▶ [Exercise instructions]:
From the line containing "# test: locate the rearview" down to the last line of the listing, quote everything word for word, and nothing else, keeping pictures out.

* Start Data for this exercise *

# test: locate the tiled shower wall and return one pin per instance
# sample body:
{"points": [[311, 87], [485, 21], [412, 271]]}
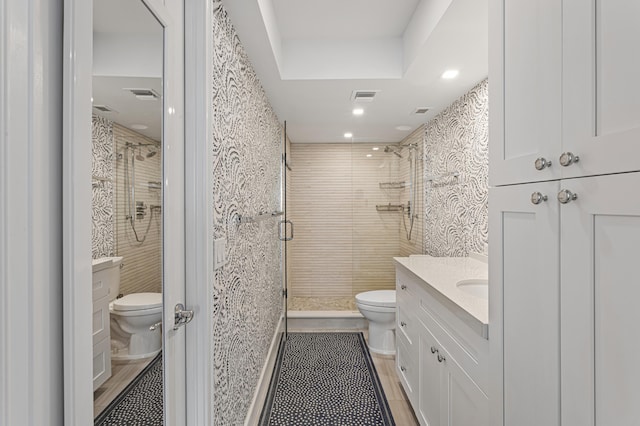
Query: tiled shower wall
{"points": [[142, 271], [342, 244], [247, 146], [111, 234], [415, 245], [456, 209]]}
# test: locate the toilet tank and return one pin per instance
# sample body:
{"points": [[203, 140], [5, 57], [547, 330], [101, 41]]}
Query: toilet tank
{"points": [[106, 277]]}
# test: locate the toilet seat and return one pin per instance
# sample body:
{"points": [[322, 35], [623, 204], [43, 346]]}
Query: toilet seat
{"points": [[140, 303], [378, 298]]}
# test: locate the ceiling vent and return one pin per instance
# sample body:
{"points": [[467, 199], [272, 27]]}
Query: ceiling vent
{"points": [[104, 108], [364, 95], [421, 110], [144, 94]]}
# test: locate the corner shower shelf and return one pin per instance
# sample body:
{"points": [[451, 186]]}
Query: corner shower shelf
{"points": [[392, 185], [390, 207]]}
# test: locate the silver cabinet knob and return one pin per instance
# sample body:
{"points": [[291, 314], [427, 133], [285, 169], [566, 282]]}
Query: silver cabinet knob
{"points": [[542, 163], [538, 197], [564, 196], [567, 159]]}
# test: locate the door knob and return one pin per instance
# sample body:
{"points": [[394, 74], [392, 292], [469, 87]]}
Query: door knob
{"points": [[181, 316], [564, 196], [537, 198], [567, 159], [542, 163]]}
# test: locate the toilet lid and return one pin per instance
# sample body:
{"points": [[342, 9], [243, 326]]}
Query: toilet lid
{"points": [[377, 298], [138, 301]]}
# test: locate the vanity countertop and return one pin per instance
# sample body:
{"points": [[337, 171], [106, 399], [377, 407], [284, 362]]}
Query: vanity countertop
{"points": [[440, 276]]}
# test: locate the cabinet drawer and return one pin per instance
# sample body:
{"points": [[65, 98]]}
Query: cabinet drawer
{"points": [[101, 322], [406, 323], [407, 370], [101, 362], [470, 350]]}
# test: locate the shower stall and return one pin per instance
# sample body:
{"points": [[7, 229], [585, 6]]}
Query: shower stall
{"points": [[355, 206]]}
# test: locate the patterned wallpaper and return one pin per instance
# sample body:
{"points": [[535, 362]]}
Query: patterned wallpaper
{"points": [[456, 209], [247, 139], [102, 171]]}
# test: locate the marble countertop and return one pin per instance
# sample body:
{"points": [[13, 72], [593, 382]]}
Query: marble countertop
{"points": [[443, 273]]}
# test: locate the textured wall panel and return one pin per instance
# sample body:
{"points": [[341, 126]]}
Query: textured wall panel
{"points": [[102, 231], [456, 208], [247, 143]]}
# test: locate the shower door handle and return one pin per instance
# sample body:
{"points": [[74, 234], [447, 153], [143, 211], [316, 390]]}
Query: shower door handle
{"points": [[285, 238]]}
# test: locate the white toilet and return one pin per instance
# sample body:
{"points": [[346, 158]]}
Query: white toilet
{"points": [[379, 307], [132, 316]]}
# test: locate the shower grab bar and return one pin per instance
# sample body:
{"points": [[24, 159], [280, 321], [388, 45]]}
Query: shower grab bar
{"points": [[442, 176], [259, 218], [390, 207]]}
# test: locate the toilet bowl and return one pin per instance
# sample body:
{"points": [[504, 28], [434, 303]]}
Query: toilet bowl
{"points": [[379, 308], [132, 316]]}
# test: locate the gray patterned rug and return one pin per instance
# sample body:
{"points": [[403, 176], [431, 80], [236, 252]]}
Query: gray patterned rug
{"points": [[325, 379], [140, 403]]}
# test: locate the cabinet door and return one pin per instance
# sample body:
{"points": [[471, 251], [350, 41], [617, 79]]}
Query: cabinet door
{"points": [[601, 105], [430, 378], [525, 61], [600, 294], [466, 403], [524, 308]]}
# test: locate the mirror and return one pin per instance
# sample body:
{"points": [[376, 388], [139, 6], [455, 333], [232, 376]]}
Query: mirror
{"points": [[127, 133]]}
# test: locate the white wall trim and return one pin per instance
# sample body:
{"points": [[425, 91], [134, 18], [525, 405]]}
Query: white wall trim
{"points": [[199, 210], [31, 212], [260, 394], [76, 192]]}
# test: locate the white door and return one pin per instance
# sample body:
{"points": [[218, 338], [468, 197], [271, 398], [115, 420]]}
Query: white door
{"points": [[524, 299], [525, 102], [78, 52], [601, 97], [600, 290]]}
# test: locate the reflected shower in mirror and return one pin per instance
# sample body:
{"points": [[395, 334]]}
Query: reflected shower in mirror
{"points": [[127, 202]]}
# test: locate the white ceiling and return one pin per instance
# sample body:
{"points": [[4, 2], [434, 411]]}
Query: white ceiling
{"points": [[311, 55], [127, 54]]}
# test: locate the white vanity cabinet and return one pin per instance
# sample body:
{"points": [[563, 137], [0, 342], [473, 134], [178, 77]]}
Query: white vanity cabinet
{"points": [[563, 270], [442, 363], [101, 323]]}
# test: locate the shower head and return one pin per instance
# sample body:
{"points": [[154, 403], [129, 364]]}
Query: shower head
{"points": [[393, 151]]}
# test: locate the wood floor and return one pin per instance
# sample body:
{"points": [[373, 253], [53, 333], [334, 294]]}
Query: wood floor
{"points": [[400, 406], [121, 375]]}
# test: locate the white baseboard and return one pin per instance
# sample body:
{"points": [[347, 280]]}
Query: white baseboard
{"points": [[259, 396]]}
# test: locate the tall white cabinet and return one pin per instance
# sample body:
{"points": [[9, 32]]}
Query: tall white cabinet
{"points": [[564, 212]]}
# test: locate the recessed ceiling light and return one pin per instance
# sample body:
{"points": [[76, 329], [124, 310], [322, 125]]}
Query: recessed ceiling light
{"points": [[449, 74]]}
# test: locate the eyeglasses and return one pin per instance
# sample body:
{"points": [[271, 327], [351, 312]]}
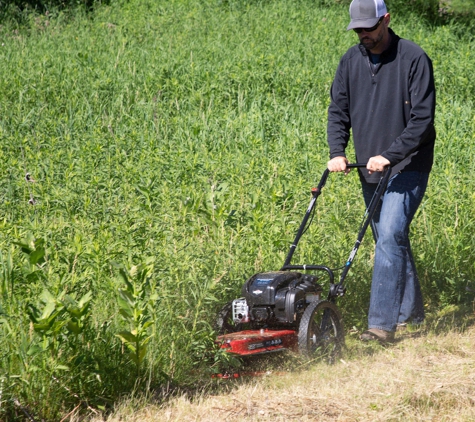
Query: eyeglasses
{"points": [[374, 28]]}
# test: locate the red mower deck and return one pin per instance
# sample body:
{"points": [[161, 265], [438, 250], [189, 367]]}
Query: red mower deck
{"points": [[254, 342]]}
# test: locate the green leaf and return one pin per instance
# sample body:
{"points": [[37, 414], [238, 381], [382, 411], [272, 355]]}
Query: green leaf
{"points": [[127, 337]]}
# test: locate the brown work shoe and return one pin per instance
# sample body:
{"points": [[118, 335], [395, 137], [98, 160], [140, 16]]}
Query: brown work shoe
{"points": [[379, 335]]}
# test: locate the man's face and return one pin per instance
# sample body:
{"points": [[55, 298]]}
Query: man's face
{"points": [[371, 40]]}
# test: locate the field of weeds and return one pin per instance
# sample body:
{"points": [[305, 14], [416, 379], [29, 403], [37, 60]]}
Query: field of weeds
{"points": [[155, 154]]}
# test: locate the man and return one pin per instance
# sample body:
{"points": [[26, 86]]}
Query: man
{"points": [[384, 92]]}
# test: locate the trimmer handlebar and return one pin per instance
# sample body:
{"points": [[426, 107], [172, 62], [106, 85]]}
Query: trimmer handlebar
{"points": [[337, 289]]}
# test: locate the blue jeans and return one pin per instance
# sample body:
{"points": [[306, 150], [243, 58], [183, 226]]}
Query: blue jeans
{"points": [[395, 290]]}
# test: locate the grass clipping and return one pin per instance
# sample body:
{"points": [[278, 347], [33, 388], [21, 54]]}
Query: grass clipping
{"points": [[423, 376]]}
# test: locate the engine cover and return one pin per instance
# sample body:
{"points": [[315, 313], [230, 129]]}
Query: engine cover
{"points": [[279, 297]]}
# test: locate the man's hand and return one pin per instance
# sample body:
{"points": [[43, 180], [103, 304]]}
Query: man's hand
{"points": [[377, 163], [338, 164]]}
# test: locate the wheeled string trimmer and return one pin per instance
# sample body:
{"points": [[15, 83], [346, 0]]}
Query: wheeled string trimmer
{"points": [[285, 309]]}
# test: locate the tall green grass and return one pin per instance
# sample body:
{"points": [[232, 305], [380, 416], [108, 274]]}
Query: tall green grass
{"points": [[173, 145]]}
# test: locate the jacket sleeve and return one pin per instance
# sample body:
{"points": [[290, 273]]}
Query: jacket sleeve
{"points": [[339, 123], [421, 122]]}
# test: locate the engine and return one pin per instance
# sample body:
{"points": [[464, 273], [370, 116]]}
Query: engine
{"points": [[275, 299]]}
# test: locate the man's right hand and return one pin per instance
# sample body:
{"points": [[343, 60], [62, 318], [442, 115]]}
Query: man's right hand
{"points": [[338, 164]]}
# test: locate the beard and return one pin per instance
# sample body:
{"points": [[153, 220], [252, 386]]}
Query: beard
{"points": [[370, 43]]}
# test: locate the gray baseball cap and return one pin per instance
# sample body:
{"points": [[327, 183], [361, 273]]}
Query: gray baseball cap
{"points": [[366, 13]]}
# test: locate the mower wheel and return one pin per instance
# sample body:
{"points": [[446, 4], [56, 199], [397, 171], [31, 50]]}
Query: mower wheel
{"points": [[225, 323], [321, 331]]}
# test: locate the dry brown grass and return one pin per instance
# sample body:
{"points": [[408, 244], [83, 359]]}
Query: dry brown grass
{"points": [[422, 377]]}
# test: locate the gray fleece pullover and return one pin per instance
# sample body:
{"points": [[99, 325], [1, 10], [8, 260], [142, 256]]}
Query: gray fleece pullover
{"points": [[389, 107]]}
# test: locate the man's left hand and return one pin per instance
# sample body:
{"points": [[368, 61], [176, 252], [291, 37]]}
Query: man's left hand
{"points": [[377, 163]]}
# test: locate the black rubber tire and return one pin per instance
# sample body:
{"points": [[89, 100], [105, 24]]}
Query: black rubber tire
{"points": [[321, 331], [224, 321]]}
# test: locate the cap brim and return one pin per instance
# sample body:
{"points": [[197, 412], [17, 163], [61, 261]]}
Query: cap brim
{"points": [[362, 23]]}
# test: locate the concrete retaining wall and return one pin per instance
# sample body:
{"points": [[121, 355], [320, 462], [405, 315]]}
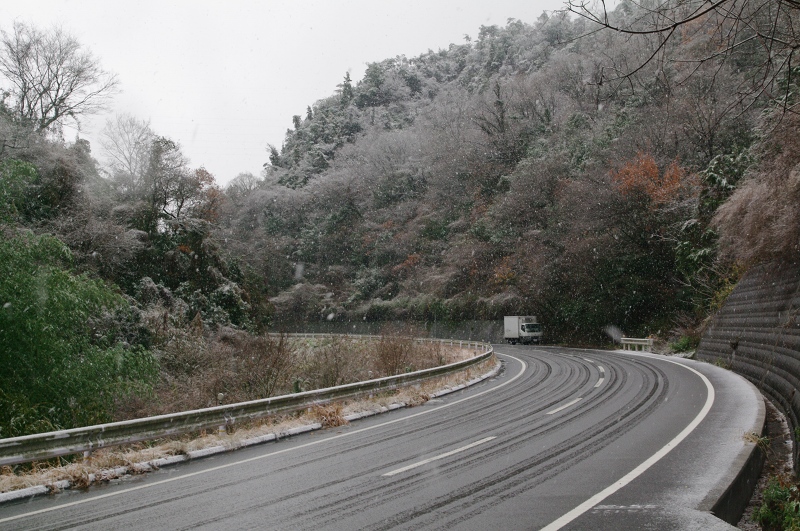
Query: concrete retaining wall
{"points": [[757, 334]]}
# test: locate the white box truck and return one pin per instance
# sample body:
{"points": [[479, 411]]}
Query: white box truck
{"points": [[522, 329]]}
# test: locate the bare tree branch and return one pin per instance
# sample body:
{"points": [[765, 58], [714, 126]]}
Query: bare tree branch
{"points": [[52, 79]]}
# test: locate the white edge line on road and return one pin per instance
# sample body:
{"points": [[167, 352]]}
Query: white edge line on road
{"points": [[436, 458], [565, 406], [639, 470], [271, 454]]}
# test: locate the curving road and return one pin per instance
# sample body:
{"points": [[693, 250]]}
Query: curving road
{"points": [[562, 438]]}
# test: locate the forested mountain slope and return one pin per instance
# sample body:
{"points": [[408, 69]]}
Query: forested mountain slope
{"points": [[593, 178], [516, 173]]}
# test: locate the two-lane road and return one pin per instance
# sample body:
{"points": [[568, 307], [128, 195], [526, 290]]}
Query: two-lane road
{"points": [[562, 438]]}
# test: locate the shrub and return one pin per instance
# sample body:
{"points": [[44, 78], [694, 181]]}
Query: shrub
{"points": [[64, 354], [781, 508]]}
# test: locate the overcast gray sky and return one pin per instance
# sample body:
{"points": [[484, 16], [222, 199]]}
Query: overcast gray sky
{"points": [[225, 78]]}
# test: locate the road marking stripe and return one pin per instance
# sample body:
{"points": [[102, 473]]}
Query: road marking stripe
{"points": [[639, 470], [442, 456], [271, 454], [565, 406]]}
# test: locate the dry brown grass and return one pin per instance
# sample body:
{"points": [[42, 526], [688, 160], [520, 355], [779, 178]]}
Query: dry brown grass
{"points": [[760, 222], [109, 463]]}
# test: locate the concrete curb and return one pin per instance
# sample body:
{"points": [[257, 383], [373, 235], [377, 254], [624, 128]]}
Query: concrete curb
{"points": [[150, 466], [731, 496]]}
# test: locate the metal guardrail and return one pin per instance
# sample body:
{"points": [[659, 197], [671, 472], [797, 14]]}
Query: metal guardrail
{"points": [[41, 446], [631, 343]]}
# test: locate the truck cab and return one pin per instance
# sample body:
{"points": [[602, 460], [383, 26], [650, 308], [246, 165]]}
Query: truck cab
{"points": [[522, 329]]}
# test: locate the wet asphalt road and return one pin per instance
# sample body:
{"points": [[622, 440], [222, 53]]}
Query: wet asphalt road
{"points": [[562, 438]]}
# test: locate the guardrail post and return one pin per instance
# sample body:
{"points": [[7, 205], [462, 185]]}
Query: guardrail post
{"points": [[221, 430]]}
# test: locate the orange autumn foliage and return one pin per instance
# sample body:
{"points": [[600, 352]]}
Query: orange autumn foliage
{"points": [[641, 175]]}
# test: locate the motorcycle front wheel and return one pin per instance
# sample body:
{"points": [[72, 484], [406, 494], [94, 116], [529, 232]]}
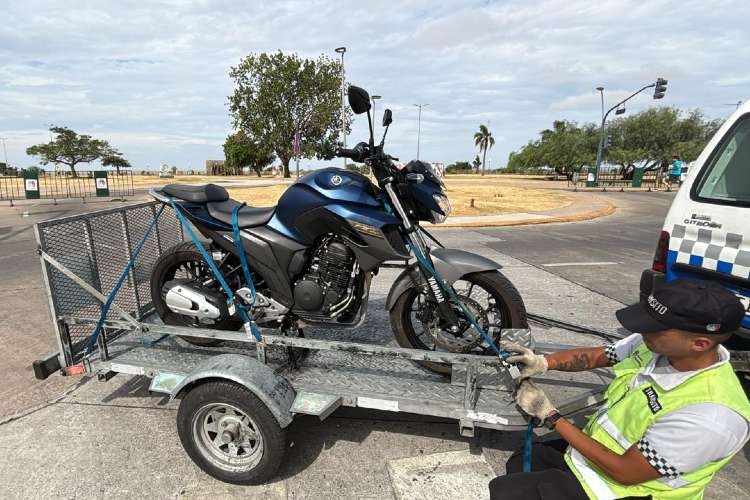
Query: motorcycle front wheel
{"points": [[492, 300]]}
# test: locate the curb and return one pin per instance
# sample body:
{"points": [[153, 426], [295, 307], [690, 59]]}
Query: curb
{"points": [[594, 214]]}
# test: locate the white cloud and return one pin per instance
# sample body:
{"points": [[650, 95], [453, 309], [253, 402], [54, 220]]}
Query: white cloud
{"points": [[151, 77]]}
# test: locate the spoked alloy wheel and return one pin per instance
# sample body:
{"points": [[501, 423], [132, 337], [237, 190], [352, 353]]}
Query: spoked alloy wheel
{"points": [[227, 436], [489, 296], [184, 262], [230, 433]]}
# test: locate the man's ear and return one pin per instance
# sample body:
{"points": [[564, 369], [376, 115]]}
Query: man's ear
{"points": [[702, 344]]}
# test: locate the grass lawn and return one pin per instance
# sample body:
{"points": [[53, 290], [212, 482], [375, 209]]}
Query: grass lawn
{"points": [[492, 194]]}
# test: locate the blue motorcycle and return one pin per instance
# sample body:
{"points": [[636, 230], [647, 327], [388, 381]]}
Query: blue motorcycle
{"points": [[312, 257]]}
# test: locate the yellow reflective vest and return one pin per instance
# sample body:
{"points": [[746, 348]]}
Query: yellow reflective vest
{"points": [[630, 411]]}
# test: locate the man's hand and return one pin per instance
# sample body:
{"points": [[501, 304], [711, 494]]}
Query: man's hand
{"points": [[533, 400], [531, 364]]}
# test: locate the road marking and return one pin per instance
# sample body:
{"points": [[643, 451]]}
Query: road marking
{"points": [[563, 264]]}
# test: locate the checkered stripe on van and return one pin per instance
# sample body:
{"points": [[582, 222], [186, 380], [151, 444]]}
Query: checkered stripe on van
{"points": [[709, 249]]}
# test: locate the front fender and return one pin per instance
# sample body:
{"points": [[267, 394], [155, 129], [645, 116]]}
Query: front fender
{"points": [[275, 391], [451, 264]]}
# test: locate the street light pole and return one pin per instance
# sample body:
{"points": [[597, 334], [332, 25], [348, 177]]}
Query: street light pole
{"points": [[342, 50], [601, 91], [5, 151], [419, 126], [660, 88]]}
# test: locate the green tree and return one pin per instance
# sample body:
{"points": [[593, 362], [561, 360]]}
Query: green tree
{"points": [[459, 167], [484, 141], [476, 163], [69, 148], [114, 158], [241, 151], [278, 94]]}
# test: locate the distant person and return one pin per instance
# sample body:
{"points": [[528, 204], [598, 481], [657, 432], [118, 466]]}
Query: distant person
{"points": [[675, 170]]}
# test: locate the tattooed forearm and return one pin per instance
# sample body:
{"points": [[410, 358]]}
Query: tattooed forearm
{"points": [[577, 360], [577, 363]]}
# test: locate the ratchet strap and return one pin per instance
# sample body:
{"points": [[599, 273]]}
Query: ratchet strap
{"points": [[111, 298], [250, 327], [527, 446]]}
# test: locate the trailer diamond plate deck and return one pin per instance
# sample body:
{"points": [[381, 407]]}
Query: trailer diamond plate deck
{"points": [[358, 380]]}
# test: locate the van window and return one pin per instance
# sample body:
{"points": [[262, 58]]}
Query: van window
{"points": [[726, 179]]}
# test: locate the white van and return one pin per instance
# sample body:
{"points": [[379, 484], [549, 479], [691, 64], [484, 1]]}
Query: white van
{"points": [[706, 234]]}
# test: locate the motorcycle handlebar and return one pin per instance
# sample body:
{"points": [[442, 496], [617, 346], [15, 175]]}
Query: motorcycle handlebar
{"points": [[346, 153]]}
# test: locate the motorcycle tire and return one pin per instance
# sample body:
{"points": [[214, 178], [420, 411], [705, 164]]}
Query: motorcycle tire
{"points": [[160, 274], [502, 290]]}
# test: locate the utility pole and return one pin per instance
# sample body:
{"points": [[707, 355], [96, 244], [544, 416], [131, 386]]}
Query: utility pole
{"points": [[342, 50], [419, 126]]}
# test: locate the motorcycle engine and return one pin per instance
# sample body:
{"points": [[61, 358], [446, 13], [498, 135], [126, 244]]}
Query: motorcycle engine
{"points": [[327, 287]]}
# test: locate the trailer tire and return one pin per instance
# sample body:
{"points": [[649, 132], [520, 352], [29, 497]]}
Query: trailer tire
{"points": [[214, 412]]}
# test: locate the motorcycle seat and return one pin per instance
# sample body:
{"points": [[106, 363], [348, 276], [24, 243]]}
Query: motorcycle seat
{"points": [[197, 194], [246, 217]]}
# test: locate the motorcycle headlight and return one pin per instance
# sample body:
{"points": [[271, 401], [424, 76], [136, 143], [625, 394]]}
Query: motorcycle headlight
{"points": [[445, 207]]}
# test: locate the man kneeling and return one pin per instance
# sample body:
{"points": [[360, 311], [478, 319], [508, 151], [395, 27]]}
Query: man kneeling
{"points": [[674, 414]]}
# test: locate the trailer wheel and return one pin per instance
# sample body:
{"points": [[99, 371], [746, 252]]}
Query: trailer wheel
{"points": [[230, 434]]}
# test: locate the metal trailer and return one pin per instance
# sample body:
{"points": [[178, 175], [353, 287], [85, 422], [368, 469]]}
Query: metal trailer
{"points": [[237, 398]]}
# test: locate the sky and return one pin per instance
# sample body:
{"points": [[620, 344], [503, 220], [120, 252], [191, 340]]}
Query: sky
{"points": [[152, 77]]}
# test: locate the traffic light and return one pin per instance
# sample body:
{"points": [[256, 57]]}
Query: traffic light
{"points": [[660, 88]]}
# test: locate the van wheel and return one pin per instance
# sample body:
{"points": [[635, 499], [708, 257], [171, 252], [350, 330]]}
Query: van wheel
{"points": [[230, 434]]}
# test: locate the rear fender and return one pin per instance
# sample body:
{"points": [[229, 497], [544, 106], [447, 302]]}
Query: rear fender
{"points": [[451, 264]]}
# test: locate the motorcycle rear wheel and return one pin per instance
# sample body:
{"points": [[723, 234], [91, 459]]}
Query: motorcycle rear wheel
{"points": [[184, 258], [504, 308]]}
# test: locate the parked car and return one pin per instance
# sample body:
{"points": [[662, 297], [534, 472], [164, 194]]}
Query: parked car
{"points": [[706, 234]]}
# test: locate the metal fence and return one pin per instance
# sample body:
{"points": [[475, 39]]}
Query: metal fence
{"points": [[61, 185], [97, 247], [614, 179]]}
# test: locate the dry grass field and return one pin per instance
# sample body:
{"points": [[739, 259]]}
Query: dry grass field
{"points": [[492, 194]]}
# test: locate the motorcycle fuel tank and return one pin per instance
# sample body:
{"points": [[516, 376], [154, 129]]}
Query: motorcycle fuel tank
{"points": [[349, 195]]}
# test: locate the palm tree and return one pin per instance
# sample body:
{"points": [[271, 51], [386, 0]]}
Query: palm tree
{"points": [[484, 141]]}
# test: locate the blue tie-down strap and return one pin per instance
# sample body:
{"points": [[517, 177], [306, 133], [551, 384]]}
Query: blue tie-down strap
{"points": [[111, 298], [527, 446], [250, 326]]}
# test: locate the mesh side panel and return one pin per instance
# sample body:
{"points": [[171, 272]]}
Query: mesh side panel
{"points": [[138, 221], [96, 247], [112, 255]]}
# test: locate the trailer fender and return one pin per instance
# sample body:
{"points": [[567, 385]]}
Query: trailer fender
{"points": [[275, 391], [449, 263]]}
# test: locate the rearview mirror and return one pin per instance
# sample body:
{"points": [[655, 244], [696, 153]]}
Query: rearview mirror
{"points": [[359, 100], [387, 117]]}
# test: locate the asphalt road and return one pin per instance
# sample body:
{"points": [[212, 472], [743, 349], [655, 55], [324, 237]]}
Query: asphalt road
{"points": [[606, 255]]}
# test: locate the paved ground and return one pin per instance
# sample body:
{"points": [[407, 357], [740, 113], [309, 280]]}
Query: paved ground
{"points": [[605, 254], [114, 440]]}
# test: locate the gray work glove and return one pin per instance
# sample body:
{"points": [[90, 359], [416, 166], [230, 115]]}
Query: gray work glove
{"points": [[533, 400], [531, 364]]}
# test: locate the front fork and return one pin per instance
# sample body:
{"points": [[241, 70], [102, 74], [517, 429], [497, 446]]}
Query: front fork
{"points": [[444, 308]]}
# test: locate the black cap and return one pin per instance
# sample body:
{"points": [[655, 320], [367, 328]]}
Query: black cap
{"points": [[690, 305]]}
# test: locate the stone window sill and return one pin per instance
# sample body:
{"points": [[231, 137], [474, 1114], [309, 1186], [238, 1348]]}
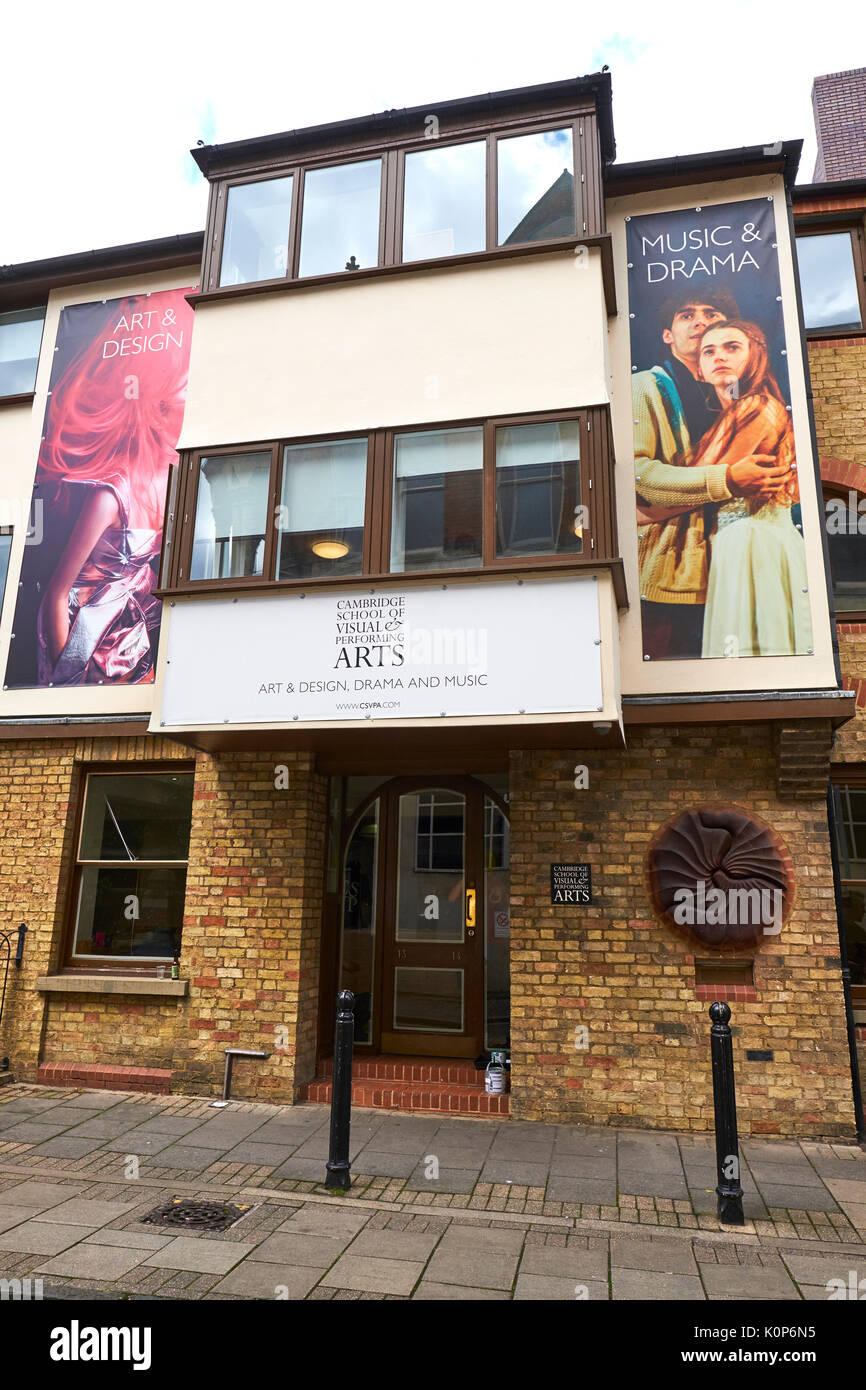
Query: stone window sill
{"points": [[110, 984]]}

* End Data for this exercise *

▶ [Response below]:
# test: locate the rearview mirror and return one pin per instance
# sample body:
{"points": [[655, 244], [696, 153]]}
Query: rearview mirror
{"points": [[359, 100], [387, 117]]}
# test: locate the asphalt road and return one pin per instance
# sample body:
{"points": [[212, 472], [743, 349], [655, 55], [324, 237]]}
Query: asphalt road
{"points": [[606, 255]]}
# test: locate the paved ground and return one pin per instance
# sample body:
{"points": [[407, 357], [740, 113], [309, 280]]}
Query: paved ground
{"points": [[605, 254], [114, 440]]}
# test: locate the gray work glove and return one pin per instance
# sample body:
{"points": [[90, 359], [416, 166], [230, 115]]}
Query: gray work glove
{"points": [[533, 400], [531, 364]]}
# test: locate the front fork and return one pin per instance
# sample body:
{"points": [[241, 70], [102, 74], [517, 429], [497, 446]]}
Query: front fork
{"points": [[444, 308]]}
# test: locate the black cap and return one pin per instance
# sample body:
{"points": [[655, 320], [367, 328]]}
Query: black cap
{"points": [[690, 305]]}
# test: locate the stone window sill and return one pin per instance
# sample body:
{"points": [[231, 137], [474, 1114], [309, 1186], [238, 1348]]}
Query: stone window sill
{"points": [[110, 984]]}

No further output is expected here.